REPUBLIKA.CO.ID, JAKARTA — Kuliner tradisional, sering diburu bukan hanya karena citarasanya yang mengingatkan pada kekayaan masakan khas dari nusantara. Tetapi juga sekaligus membangkitkan nostalgia, bahkan bisa menjadi ajang pembumian spirit kerakyatan. Itulah yang dirasakan Sekjen PDI Perjuangan Hasto Kristiyanto, ketika pulang ke kampung halamannya, di Sleman, Yogyakarta.
Ada salah satu tempat kuliner Hasto, yang selalu dikunjungi setiap kali pulang ke Sleman, yakni di Kuliner Terminal Condong Catur. Kuliner yang berada di dalam kawasan sub terminal Condong Catur banyak aneka makanan khas tradisional. Diantara yang menjadi langganan Hasto adalah Bakmi Jawa Miroso milik Bu Karno dan Oseng Mercon yang dikelola Bu Kiki.

ENTRI TERAMBIL:
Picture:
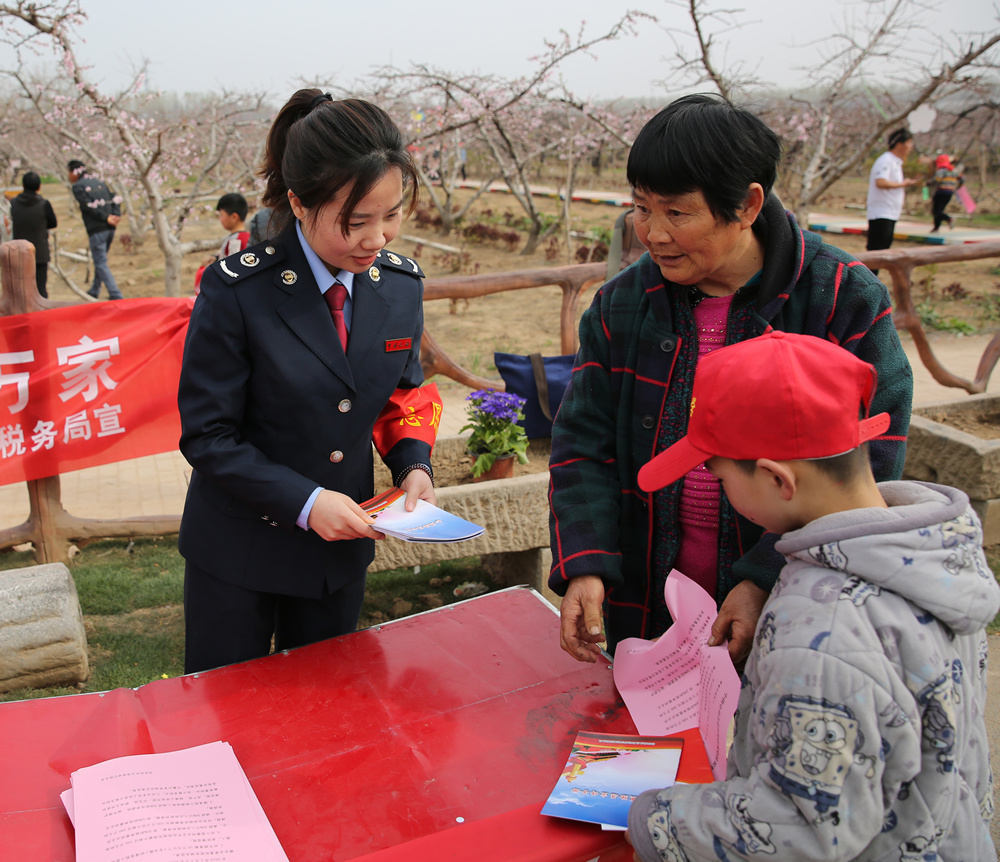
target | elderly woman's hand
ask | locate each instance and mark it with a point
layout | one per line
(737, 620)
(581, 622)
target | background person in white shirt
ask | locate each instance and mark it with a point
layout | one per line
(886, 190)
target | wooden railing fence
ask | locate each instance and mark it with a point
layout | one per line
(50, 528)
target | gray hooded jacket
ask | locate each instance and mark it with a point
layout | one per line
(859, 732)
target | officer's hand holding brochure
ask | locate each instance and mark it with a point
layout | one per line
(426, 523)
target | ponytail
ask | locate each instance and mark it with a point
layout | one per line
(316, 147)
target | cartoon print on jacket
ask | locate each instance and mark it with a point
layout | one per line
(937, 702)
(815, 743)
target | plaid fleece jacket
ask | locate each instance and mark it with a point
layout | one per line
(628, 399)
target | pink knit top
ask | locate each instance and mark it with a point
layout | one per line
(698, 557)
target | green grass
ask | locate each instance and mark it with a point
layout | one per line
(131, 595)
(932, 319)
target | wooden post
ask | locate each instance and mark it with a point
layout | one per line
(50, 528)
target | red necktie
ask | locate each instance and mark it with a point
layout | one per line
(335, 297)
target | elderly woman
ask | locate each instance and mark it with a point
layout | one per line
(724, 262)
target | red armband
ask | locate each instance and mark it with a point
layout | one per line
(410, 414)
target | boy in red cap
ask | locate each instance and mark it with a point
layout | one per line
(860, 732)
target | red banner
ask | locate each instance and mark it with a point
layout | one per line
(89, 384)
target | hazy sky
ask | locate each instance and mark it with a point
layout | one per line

YANG DIMINTA:
• a. Kembalikan bagian kutipan tentang kuliner tradisional tanpa perubahan, mulai dari "Ada salah satu" dan terus sampai "dikelola Bu Kiki.".
• b. Ketik ulang baris-baris daftar tanpa perubahan, mulai dari baris yang memuat "target | boy in red cap" dan terus sampai akhir daftar.

HASIL TUGAS:
• a.
Ada salah satu tempat kuliner Hasto, yang selalu dikunjungi setiap kali pulang ke Sleman, yakni di Kuliner Terminal Condong Catur. Kuliner yang berada di dalam kawasan sub terminal Condong Catur banyak aneka makanan khas tradisional. Diantara yang menjadi langganan Hasto adalah Bakmi Jawa Miroso milik Bu Karno dan Oseng Mercon yang dikelola Bu Kiki.

• b.
target | boy in red cap
ask | locate each instance and mark it with a point
layout | one per line
(860, 732)
target | red banner
ask | locate each instance and mark it with a point
layout | one per line
(89, 384)
target | hazy sky
ask | locate each instance and mark it with a point
layout | one per line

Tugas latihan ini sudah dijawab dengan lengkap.